Exercise goal:
Reproduce the items verbatim, starting at the line that contains "Ground shadow on sidewalk in the scene above." and ending at the line that contains "[353,306,397,312]", both included. Leave the pictures out of the output.

Data for processing:
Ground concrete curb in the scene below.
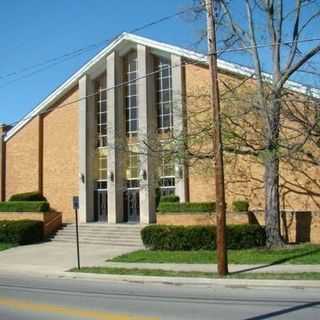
[0,268,320,289]
[60,272,320,289]
[0,269,320,289]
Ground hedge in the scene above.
[160,195,180,202]
[141,225,266,251]
[158,201,216,213]
[0,201,50,212]
[0,220,43,244]
[232,200,249,212]
[9,191,47,201]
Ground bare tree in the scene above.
[188,0,320,247]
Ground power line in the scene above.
[4,38,320,132]
[0,7,198,84]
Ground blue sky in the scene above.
[0,0,318,123]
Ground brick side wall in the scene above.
[157,211,320,244]
[43,88,79,222]
[185,65,320,210]
[5,118,39,199]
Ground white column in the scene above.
[107,52,124,223]
[137,45,156,224]
[171,55,187,202]
[78,75,95,222]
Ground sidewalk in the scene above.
[103,262,320,273]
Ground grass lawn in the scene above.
[111,244,320,264]
[0,242,14,251]
[70,267,320,280]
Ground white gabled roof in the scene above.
[5,32,320,141]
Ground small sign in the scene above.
[72,196,79,210]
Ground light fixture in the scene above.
[139,169,147,180]
[79,173,85,183]
[174,164,183,179]
[108,171,114,182]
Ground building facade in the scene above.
[0,33,316,224]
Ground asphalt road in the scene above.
[0,274,320,320]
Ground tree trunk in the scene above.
[264,152,283,248]
[264,92,284,248]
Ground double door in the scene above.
[123,189,140,222]
[94,190,108,222]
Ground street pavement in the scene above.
[0,273,320,320]
[0,242,141,272]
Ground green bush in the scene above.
[141,225,266,251]
[0,220,43,245]
[0,201,50,212]
[232,200,249,212]
[9,191,47,201]
[158,201,216,213]
[141,225,215,250]
[160,195,180,202]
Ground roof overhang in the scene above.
[5,33,320,141]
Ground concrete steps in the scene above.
[50,223,144,247]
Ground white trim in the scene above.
[5,32,320,141]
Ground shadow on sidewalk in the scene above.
[230,249,320,274]
[244,301,320,320]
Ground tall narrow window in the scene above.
[95,74,107,190]
[96,148,108,190]
[95,74,107,148]
[155,57,173,132]
[125,52,138,135]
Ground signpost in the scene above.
[72,197,80,270]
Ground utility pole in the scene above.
[205,0,228,276]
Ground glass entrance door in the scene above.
[95,190,108,222]
[124,189,140,222]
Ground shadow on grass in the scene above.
[244,301,320,320]
[230,249,320,274]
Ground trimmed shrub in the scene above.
[160,195,180,202]
[9,191,47,201]
[158,201,216,213]
[0,220,43,245]
[232,200,249,212]
[141,225,266,251]
[141,225,215,251]
[0,201,50,212]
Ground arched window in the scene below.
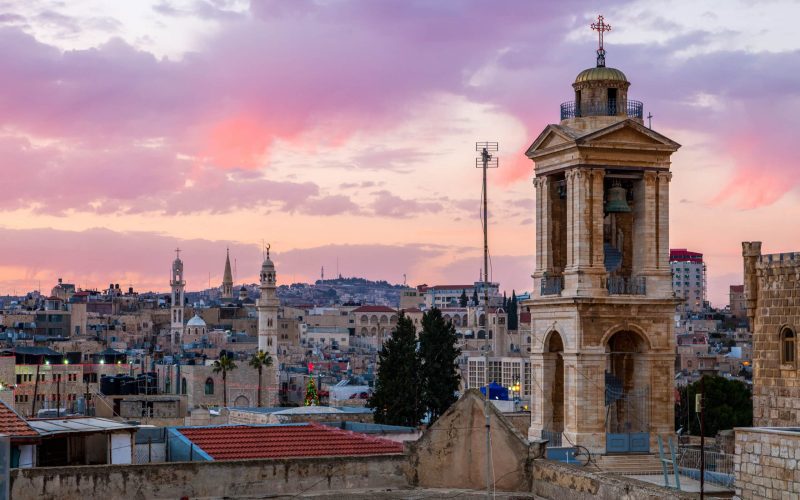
[781,327,795,365]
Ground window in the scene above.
[205,377,214,396]
[781,327,795,365]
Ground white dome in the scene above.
[186,314,206,328]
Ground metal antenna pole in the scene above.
[475,142,499,498]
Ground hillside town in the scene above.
[0,0,800,500]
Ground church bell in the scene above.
[606,181,631,213]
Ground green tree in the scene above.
[675,375,753,437]
[458,290,469,307]
[250,349,272,408]
[419,307,461,423]
[212,354,237,406]
[304,373,319,406]
[506,290,519,331]
[367,313,425,427]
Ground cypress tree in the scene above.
[419,308,461,423]
[367,313,425,427]
[506,290,519,331]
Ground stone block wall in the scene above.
[742,242,800,426]
[734,427,800,500]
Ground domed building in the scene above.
[522,16,680,453]
[185,313,208,336]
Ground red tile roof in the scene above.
[178,424,403,460]
[0,401,39,438]
[353,306,397,312]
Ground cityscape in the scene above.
[0,0,800,499]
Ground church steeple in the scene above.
[222,248,233,300]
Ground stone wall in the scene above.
[734,427,800,500]
[742,241,800,426]
[11,455,407,500]
[530,460,697,500]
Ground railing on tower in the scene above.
[561,99,644,120]
[606,276,647,295]
[541,276,564,295]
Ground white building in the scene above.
[669,248,707,319]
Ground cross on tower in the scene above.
[589,16,611,68]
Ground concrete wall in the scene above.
[530,460,697,500]
[733,428,800,500]
[11,455,407,500]
[407,389,532,491]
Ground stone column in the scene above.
[528,352,552,440]
[533,176,553,297]
[564,352,606,452]
[632,172,656,276]
[564,169,577,274]
[564,168,605,295]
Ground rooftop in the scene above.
[353,306,397,313]
[0,401,39,438]
[176,424,403,460]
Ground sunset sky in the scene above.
[0,0,800,306]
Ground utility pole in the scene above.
[700,375,706,500]
[475,142,500,498]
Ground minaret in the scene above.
[222,249,233,300]
[169,248,186,352]
[258,245,278,356]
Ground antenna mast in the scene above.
[475,142,500,498]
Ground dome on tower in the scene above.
[186,314,206,328]
[575,66,628,83]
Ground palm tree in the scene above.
[250,349,272,408]
[212,354,236,406]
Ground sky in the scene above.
[0,0,800,306]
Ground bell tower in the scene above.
[523,16,680,453]
[169,248,186,352]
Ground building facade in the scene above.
[742,241,800,427]
[522,36,680,453]
[669,248,707,318]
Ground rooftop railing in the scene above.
[561,99,644,120]
[541,276,564,296]
[606,276,647,295]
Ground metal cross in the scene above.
[590,16,611,50]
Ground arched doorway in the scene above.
[605,330,650,453]
[547,332,564,446]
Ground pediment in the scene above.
[577,120,681,151]
[525,125,575,157]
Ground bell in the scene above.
[606,182,631,213]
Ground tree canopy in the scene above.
[367,313,425,427]
[419,308,461,423]
[675,376,753,436]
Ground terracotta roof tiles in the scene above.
[177,424,403,460]
[0,401,39,438]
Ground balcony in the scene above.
[541,276,564,296]
[606,276,647,295]
[561,99,644,120]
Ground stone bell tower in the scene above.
[523,16,680,453]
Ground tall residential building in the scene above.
[169,250,186,352]
[522,19,680,453]
[222,249,233,301]
[669,248,706,317]
[257,247,279,361]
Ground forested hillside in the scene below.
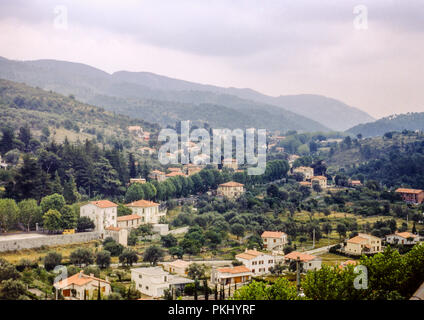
[0,79,159,147]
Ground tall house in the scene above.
[80,200,118,231]
[125,200,166,224]
[217,181,244,199]
[395,188,424,204]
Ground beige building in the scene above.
[261,231,288,251]
[217,181,244,199]
[344,233,383,255]
[80,200,118,231]
[149,170,166,182]
[163,259,191,276]
[117,214,142,229]
[125,200,166,224]
[53,271,111,300]
[222,159,238,170]
[293,167,314,180]
[211,266,253,286]
[311,176,327,189]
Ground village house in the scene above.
[163,259,191,276]
[311,176,327,189]
[395,188,424,204]
[130,178,146,185]
[149,170,166,182]
[293,167,314,180]
[125,200,166,224]
[386,231,420,244]
[344,233,383,255]
[217,181,244,199]
[53,271,111,300]
[131,267,194,298]
[222,159,238,170]
[284,251,322,272]
[117,214,142,229]
[80,200,118,231]
[211,266,253,286]
[261,231,288,251]
[236,249,279,276]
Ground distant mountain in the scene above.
[347,112,424,137]
[0,58,373,132]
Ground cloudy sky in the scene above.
[0,0,424,117]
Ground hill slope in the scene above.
[0,79,159,144]
[347,112,424,137]
[0,58,369,131]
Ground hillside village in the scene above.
[0,95,424,300]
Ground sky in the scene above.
[0,0,424,118]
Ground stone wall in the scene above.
[0,232,101,252]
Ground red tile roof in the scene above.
[90,200,118,208]
[125,200,159,208]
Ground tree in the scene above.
[77,217,95,232]
[119,249,138,266]
[0,199,19,232]
[18,199,42,231]
[0,279,27,300]
[186,263,206,280]
[160,234,178,248]
[44,251,62,271]
[168,246,184,259]
[231,223,246,239]
[336,223,347,238]
[43,209,63,232]
[69,248,94,266]
[143,246,165,265]
[103,237,124,257]
[40,193,66,213]
[96,250,111,269]
[125,183,144,203]
[0,258,19,283]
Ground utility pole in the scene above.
[296,257,300,294]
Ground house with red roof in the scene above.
[261,231,288,251]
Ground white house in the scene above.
[261,231,288,251]
[236,249,279,276]
[125,200,166,224]
[131,267,194,298]
[211,266,253,286]
[284,251,322,272]
[163,259,191,276]
[80,200,118,231]
[53,271,111,300]
[386,232,420,244]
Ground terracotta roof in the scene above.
[395,231,418,239]
[395,188,424,194]
[311,176,327,180]
[54,271,110,289]
[116,214,141,221]
[105,226,121,231]
[90,200,118,208]
[236,250,264,260]
[217,266,250,274]
[219,181,244,187]
[284,251,316,262]
[261,231,285,238]
[168,259,190,268]
[347,236,368,243]
[125,200,159,208]
[166,171,185,177]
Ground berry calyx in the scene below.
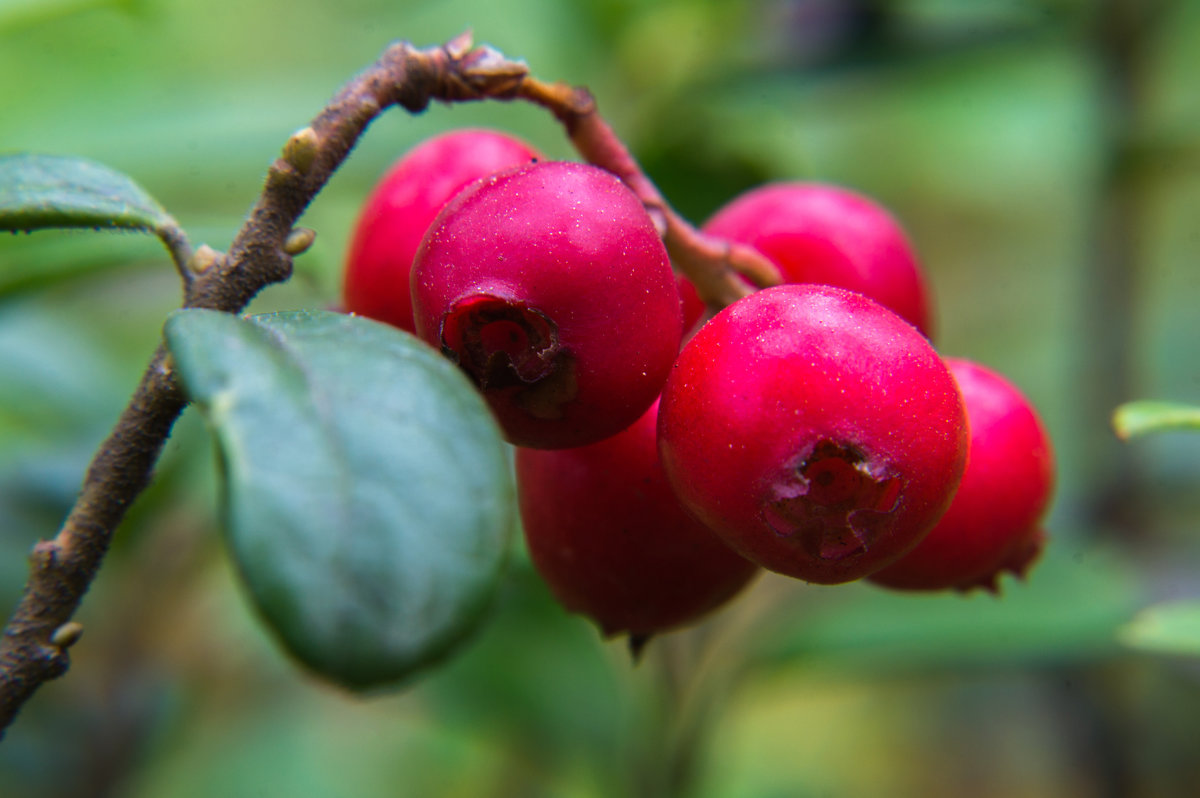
[342,130,539,332]
[413,162,683,449]
[869,358,1054,593]
[659,284,967,584]
[516,402,758,641]
[703,182,932,337]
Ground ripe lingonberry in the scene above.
[342,130,538,332]
[659,284,967,584]
[413,162,683,449]
[516,402,758,638]
[869,359,1054,592]
[704,182,931,337]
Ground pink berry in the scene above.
[659,284,967,584]
[413,162,683,449]
[516,402,758,638]
[870,359,1054,592]
[342,130,538,332]
[704,182,931,337]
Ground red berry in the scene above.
[870,359,1054,592]
[659,284,967,584]
[704,182,931,337]
[342,130,538,332]
[413,162,683,449]
[516,402,758,638]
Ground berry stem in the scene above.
[517,76,782,310]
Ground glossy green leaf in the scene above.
[1118,599,1200,656]
[1112,400,1200,440]
[0,154,174,233]
[166,311,515,689]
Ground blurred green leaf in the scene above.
[1112,400,1200,440]
[166,311,514,689]
[760,548,1141,672]
[1117,599,1200,656]
[0,154,174,233]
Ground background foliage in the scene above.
[0,0,1200,798]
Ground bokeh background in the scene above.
[0,0,1200,798]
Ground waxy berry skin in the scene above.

Exercise result:
Ground shadow on sidewalk in the scene above.
[230,249,320,274]
[244,301,320,320]
Ground tall narrow window in the scene above.
[95,74,107,190]
[96,148,108,190]
[95,74,107,148]
[155,57,173,132]
[125,52,138,135]
Ground signpost in the scene above.
[72,197,80,270]
Ground utility pole in the scene above.
[205,0,228,276]
Ground glass entrance door in the scene above.
[95,190,108,222]
[124,189,140,222]
Ground shadow on grass in the scene above.
[244,301,320,320]
[230,249,320,274]
Ground trimmed shrub in the scene above.
[160,195,180,202]
[9,191,47,201]
[158,201,216,213]
[0,220,43,245]
[232,200,249,212]
[141,225,266,251]
[141,225,215,251]
[0,201,50,212]
Ground arched window in the scene below.
[781,327,795,365]
Ground window in the scene above.
[205,377,214,396]
[781,327,795,365]
Ground white dome in the scene above.
[186,314,206,328]
Ground metal antenna pole in the scene above.
[475,142,499,498]
Ground hillside town in the scene above.
[0,0,800,500]
Ground church bell in the scene above.
[606,181,631,213]
Ground green tree in the scene above.
[675,375,753,437]
[458,290,469,307]
[250,349,272,408]
[419,307,461,423]
[212,354,237,406]
[304,373,319,406]
[506,290,519,331]
[367,313,425,427]
Ground cypress tree in the scene above.
[419,308,461,423]
[367,313,425,427]
[506,290,519,331]
Ground stone block wall in the scene above.
[742,242,800,426]
[734,427,800,500]
Ground domed building in the scene above.
[522,16,680,453]
[185,313,208,336]
Ground red tile roof in the scene above.
[178,424,403,460]
[0,401,39,438]
[353,306,397,312]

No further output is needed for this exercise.